[Start of Attachment]

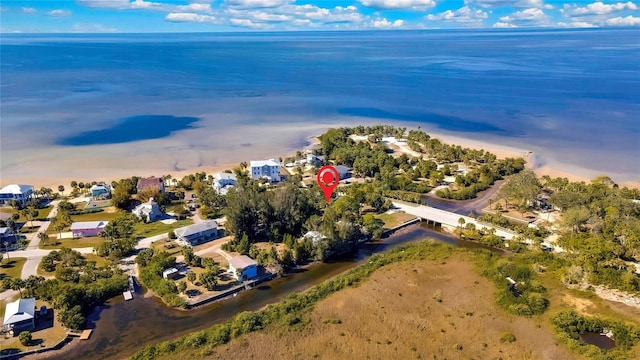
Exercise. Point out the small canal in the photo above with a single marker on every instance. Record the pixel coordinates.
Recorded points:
(121, 328)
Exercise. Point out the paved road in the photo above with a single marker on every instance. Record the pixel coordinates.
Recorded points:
(448, 218)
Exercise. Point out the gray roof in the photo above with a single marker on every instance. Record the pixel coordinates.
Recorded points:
(241, 262)
(84, 225)
(194, 229)
(19, 310)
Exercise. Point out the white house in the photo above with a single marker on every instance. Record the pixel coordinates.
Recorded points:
(149, 211)
(269, 169)
(243, 267)
(223, 181)
(20, 315)
(21, 193)
(197, 233)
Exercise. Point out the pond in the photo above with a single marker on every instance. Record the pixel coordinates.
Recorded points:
(601, 341)
(121, 328)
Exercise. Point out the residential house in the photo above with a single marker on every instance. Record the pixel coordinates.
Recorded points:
(151, 183)
(171, 273)
(20, 193)
(343, 171)
(100, 191)
(222, 182)
(87, 228)
(269, 169)
(149, 211)
(197, 233)
(20, 315)
(243, 267)
(7, 235)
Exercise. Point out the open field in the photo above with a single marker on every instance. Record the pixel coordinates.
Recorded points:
(396, 314)
(156, 228)
(11, 268)
(394, 219)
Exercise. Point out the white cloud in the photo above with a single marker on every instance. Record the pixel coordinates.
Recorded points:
(59, 13)
(512, 3)
(189, 17)
(248, 24)
(386, 24)
(256, 3)
(90, 28)
(462, 15)
(598, 8)
(399, 4)
(502, 25)
(577, 24)
(531, 14)
(624, 21)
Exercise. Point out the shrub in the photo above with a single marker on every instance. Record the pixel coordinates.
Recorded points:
(507, 337)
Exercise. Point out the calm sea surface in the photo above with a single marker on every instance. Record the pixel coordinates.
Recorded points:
(573, 96)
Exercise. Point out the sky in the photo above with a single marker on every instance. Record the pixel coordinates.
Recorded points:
(137, 16)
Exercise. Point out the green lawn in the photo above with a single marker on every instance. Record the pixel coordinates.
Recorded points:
(395, 219)
(11, 268)
(70, 243)
(156, 228)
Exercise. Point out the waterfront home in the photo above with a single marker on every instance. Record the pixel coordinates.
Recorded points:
(197, 233)
(343, 171)
(243, 267)
(269, 169)
(20, 315)
(21, 193)
(7, 235)
(100, 191)
(222, 182)
(170, 274)
(149, 211)
(150, 183)
(87, 228)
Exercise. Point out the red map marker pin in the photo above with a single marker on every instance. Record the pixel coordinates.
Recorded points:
(328, 178)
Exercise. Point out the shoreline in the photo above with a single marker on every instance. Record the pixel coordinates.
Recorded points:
(539, 163)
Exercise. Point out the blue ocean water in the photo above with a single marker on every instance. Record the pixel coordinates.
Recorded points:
(572, 94)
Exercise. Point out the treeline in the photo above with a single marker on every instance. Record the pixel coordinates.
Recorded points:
(290, 311)
(601, 227)
(570, 325)
(78, 286)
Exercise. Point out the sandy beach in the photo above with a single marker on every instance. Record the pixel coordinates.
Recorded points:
(177, 157)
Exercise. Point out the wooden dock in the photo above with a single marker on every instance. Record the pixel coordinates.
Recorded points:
(84, 335)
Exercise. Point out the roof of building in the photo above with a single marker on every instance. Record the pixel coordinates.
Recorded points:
(19, 310)
(149, 182)
(16, 189)
(189, 230)
(83, 225)
(241, 262)
(225, 176)
(169, 271)
(261, 163)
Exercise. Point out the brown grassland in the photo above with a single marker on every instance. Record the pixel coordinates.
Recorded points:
(406, 310)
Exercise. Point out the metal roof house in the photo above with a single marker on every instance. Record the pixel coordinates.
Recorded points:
(197, 233)
(243, 267)
(87, 228)
(20, 315)
(21, 193)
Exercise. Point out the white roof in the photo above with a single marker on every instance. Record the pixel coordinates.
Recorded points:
(83, 225)
(189, 230)
(16, 189)
(226, 176)
(19, 310)
(261, 163)
(241, 262)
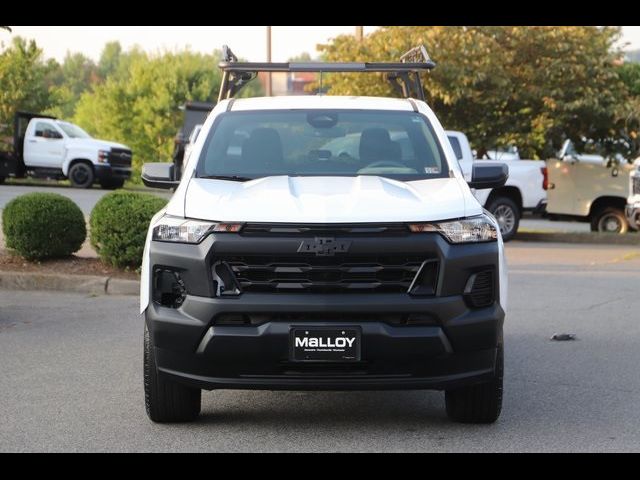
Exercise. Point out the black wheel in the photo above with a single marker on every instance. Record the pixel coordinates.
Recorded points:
(507, 214)
(166, 401)
(480, 403)
(81, 175)
(112, 183)
(609, 220)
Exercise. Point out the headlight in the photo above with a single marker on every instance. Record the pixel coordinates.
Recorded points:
(467, 230)
(103, 156)
(181, 230)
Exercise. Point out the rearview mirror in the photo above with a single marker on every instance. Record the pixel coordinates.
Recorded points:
(489, 175)
(159, 175)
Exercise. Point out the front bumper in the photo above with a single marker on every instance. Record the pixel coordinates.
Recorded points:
(108, 172)
(633, 214)
(454, 344)
(459, 347)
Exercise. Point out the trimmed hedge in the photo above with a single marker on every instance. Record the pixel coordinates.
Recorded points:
(43, 225)
(119, 224)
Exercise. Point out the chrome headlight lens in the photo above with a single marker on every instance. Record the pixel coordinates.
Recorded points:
(467, 230)
(182, 230)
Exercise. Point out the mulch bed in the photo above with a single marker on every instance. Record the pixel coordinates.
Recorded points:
(71, 266)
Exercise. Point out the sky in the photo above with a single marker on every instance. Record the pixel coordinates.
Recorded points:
(246, 42)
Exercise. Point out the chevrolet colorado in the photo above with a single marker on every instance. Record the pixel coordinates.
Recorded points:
(278, 264)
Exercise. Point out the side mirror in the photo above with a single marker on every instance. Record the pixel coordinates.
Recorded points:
(489, 175)
(159, 175)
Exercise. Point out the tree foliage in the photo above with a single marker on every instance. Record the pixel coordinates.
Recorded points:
(139, 102)
(528, 86)
(23, 81)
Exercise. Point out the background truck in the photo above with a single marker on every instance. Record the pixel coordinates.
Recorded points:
(44, 146)
(524, 190)
(583, 187)
(633, 205)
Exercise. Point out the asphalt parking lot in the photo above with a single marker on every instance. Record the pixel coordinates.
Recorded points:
(71, 376)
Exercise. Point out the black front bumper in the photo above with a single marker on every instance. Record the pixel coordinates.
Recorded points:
(108, 172)
(455, 345)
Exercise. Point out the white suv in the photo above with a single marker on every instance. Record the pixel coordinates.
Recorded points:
(281, 264)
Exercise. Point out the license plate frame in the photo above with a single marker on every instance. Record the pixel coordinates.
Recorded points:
(327, 348)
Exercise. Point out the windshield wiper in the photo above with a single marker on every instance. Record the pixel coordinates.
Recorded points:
(233, 178)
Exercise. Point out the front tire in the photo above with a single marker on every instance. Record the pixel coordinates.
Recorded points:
(81, 175)
(480, 403)
(609, 220)
(507, 214)
(166, 401)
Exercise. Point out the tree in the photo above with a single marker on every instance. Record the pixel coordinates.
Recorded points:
(76, 75)
(110, 59)
(23, 84)
(141, 108)
(529, 86)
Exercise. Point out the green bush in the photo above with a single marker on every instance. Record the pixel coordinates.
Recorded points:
(119, 224)
(43, 225)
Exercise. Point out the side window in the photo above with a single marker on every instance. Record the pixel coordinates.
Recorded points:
(455, 144)
(45, 130)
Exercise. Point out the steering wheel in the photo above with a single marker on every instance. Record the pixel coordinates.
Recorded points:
(385, 163)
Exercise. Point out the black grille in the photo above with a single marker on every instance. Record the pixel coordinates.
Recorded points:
(397, 319)
(120, 157)
(325, 229)
(480, 289)
(391, 273)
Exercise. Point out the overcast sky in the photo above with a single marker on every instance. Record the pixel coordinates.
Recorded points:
(247, 42)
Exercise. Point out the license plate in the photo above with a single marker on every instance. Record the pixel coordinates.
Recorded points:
(325, 344)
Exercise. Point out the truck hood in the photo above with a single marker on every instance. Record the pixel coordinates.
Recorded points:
(93, 143)
(360, 199)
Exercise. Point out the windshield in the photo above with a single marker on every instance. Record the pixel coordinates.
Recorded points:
(255, 144)
(73, 131)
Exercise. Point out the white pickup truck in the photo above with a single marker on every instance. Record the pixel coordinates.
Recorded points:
(524, 190)
(47, 147)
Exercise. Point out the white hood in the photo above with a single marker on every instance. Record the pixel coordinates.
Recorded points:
(93, 143)
(361, 199)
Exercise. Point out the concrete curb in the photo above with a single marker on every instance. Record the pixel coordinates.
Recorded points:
(87, 284)
(632, 239)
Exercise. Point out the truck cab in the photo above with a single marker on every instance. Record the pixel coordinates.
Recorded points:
(53, 148)
(581, 186)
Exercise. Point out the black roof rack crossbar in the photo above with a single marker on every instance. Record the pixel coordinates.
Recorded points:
(403, 75)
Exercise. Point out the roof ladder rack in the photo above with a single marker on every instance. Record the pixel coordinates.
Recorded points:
(404, 76)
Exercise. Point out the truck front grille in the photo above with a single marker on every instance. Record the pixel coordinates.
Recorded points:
(480, 289)
(120, 157)
(355, 274)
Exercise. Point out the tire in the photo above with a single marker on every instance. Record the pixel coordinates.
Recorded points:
(112, 183)
(81, 175)
(609, 220)
(508, 215)
(166, 401)
(480, 403)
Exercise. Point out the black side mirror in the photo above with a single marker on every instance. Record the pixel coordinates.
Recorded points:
(489, 175)
(159, 175)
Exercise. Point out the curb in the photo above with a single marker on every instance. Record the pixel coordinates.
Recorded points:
(632, 239)
(87, 284)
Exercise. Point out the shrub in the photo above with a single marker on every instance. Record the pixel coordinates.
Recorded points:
(43, 225)
(119, 224)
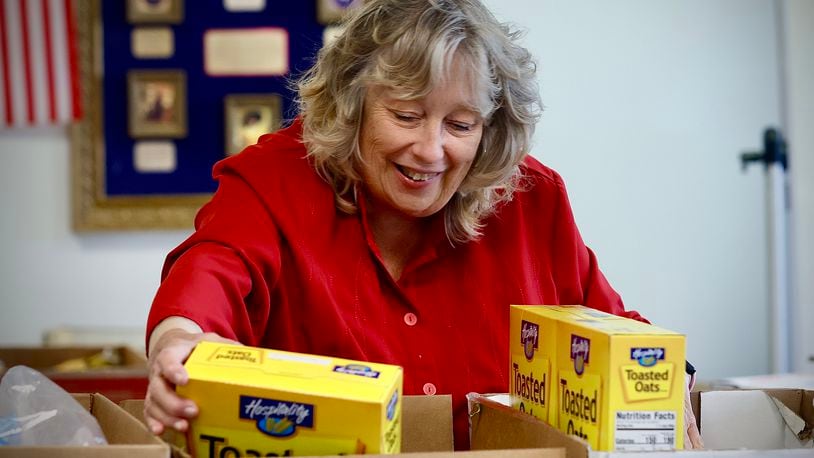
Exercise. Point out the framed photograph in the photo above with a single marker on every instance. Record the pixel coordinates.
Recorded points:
(155, 11)
(332, 11)
(248, 116)
(157, 104)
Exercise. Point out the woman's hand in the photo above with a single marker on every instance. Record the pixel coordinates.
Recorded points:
(162, 407)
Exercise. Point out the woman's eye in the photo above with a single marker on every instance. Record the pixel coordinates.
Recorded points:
(404, 117)
(461, 127)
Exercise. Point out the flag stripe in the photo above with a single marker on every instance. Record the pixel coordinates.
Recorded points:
(73, 53)
(59, 44)
(39, 70)
(6, 71)
(49, 61)
(16, 64)
(29, 90)
(38, 81)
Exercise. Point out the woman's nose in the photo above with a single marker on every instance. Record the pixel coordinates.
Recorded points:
(431, 145)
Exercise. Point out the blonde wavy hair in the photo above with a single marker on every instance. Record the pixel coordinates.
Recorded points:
(409, 46)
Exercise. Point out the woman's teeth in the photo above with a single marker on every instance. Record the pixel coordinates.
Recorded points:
(416, 176)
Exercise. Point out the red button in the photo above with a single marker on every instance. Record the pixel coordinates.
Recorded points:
(410, 319)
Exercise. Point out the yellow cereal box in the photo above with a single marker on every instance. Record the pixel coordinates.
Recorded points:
(260, 402)
(615, 382)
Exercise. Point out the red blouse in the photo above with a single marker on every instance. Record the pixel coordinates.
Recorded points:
(272, 263)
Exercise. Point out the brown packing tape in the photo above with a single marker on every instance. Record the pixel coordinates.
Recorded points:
(494, 426)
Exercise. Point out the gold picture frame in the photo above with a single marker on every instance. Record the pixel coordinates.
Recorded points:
(247, 117)
(155, 11)
(157, 104)
(92, 208)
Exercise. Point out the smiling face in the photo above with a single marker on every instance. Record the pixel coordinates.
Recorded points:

[End of Attachment]

> [Task statement]
What is needed is a word-for-word copy of the lines from the start of the data to the line with "Exercise. Point out the white house", inclusive, with no pictures in it.

> [Answer]
Exercise. Point out the small canal in the photo above with a single marker on every instance. Record the pixel coordinates.
Recorded points:
(121, 328)
Exercise. Point out the paved road in the photo above with a single marker on every instance. Record the pixel coordinates.
Recorded points:
(448, 218)
Exercise. Point out the gray roof in the photo above with a single marker on every instance. Record the pixel coordinates.
Recorded points:
(241, 262)
(84, 225)
(194, 229)
(19, 310)
Exercise. Point out the white house in the photo above with a single marker on every instance. Record the pixel coordinates.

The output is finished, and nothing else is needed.